_Rows from a dataset_
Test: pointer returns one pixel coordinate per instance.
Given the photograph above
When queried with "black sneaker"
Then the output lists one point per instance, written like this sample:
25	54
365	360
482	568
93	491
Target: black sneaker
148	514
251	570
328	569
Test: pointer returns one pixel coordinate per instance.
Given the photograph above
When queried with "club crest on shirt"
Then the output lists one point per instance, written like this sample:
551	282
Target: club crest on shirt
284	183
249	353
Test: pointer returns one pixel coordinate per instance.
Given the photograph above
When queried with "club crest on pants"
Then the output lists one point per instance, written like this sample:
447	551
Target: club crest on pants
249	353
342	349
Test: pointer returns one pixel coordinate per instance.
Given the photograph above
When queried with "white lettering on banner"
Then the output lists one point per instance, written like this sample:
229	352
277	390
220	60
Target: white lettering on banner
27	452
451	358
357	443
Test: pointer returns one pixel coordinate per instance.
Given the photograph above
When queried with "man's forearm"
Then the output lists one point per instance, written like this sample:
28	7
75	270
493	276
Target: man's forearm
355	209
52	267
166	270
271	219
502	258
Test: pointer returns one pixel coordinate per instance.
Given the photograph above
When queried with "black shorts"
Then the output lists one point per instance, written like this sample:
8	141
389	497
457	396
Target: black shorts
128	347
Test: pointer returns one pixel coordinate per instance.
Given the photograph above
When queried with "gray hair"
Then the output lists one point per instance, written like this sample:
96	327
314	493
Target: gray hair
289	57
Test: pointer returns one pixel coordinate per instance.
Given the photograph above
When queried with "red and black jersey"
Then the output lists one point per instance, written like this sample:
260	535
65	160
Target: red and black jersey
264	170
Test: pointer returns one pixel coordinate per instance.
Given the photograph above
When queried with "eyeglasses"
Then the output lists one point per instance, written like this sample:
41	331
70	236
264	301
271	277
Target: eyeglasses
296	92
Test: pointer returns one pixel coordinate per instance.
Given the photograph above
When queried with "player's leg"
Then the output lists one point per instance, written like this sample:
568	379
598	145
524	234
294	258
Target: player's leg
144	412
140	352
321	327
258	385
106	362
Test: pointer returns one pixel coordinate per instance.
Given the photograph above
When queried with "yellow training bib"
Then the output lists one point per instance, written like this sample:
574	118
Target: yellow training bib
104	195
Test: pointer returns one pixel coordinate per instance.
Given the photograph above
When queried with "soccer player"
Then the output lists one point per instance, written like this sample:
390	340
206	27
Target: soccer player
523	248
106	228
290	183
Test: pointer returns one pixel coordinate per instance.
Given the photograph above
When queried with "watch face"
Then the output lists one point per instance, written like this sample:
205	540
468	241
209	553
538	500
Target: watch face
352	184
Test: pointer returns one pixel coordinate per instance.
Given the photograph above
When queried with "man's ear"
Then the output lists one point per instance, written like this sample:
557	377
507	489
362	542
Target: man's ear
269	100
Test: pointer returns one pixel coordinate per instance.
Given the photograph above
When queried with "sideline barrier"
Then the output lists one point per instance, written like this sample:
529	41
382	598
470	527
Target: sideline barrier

_Instruction_
Return every line exactly.

_Complete output_
Test: pointer returns one pixel coordinate per instance.
Given the photograph above
When queried with "black sneaker"
Then the output lists one point per instance, written like this sample:
25	54
365	360
482	568
93	491
Target: black sneaker
148	514
251	570
328	569
Test: pointer returns one pixel coordinate per instance.
Given the photograph above
When queried with "club crest on shirt"
Then the output lists one point per instance, written like this sample:
551	282
Target: club crest on shirt
284	183
249	353
Test: pointer returns one pixel coordinate per instance.
Given the photograph above
When queried with "club crest on pants"
Then the output lists one point per instance, written like this sample:
447	551
Target: club crest on pants
249	353
342	349
Test: pointer returns one pixel coordinate per instance.
Given the photograph above
When queried with "white lettering on banner"
Then the output lists one point per instance, written like this sample:
229	352
277	390
220	60
Target: white lettering on banner
27	452
451	358
357	443
Test: pointer returns one pixel coordinate per instance.
Given the photograph above
When queried with "man's forearm"
Then the output lists one point per instance, written like this sample:
28	7
75	270
493	276
Target: man's forearm
355	209
52	267
166	270
271	219
502	258
Test: pointer returns one pixel coordinate per instance.
Given the photograph above
When queried with "black shorts"
Then the output lists one point per instance, written like this sample:
8	141
389	497
457	396
Target: black shorts
128	347
Test: pointer returns one pixel coordinate per instance.
Given the photograph above
When queried with "gray hair"
Then the output lists one point per instance, written like this sample:
96	327
314	493
Target: gray hair
289	57
Test: pointer returns one pixel coordinate per instance.
Given the photograph above
When queried with "red and black jersey"
Then the output lists one point per instance, written like this sample:
260	535
65	160
Target: red and black jersey
264	170
Test: pointer returns one pixel coordinate per instance.
Given the photograph above
When queried with "eyeglasses"
Then the output lists one point per instance, written like this sample:
41	331
70	236
264	301
271	277
Target: eyeglasses
296	92
Test: pointer returns one pixel coordinate per instance.
Given the photograph above
When queried with "player's leg"
Then the output lists one point per instance, written like this sample:
568	379
598	145
524	234
294	258
Target: player's leg
144	412
140	352
321	327
258	385
106	362
Test: pointer returns one pixel coordinate per instance.
Given the photograph above
When queried with "yellow training bib"
Then the output lists one point per instance, written like this sample:
574	118
Target: yellow training bib
104	195
Test: pointer returns one pixel coordinate per instance.
Given the photograph above
When queried with "soccer player"
Then the output lists one point per instance, written like this sample:
390	340
206	27
Target: soccer player
523	248
106	228
290	183
Test: pointer returns one pixel coordinate per instance.
Given the photograph above
When queried with "watch face"
Then the output lists one point per instance, written like this sample:
205	540
468	241
209	553
538	500
Target: watch face
352	184
Test: pointer returns one pixel coordinate per instance.
Given the photograph above
When queried with "man's ear"
Then the output lists one point per instance, written like this sample:
557	377
507	489
362	542
Target: man's ear
269	100
Test: pointer returns one pixel coordinate per instance.
Given the photograph above
When queried with "sideline barrier"
Then the output lists one point per instance, written like this sample:
529	41
382	598
470	527
Target: sideline barrier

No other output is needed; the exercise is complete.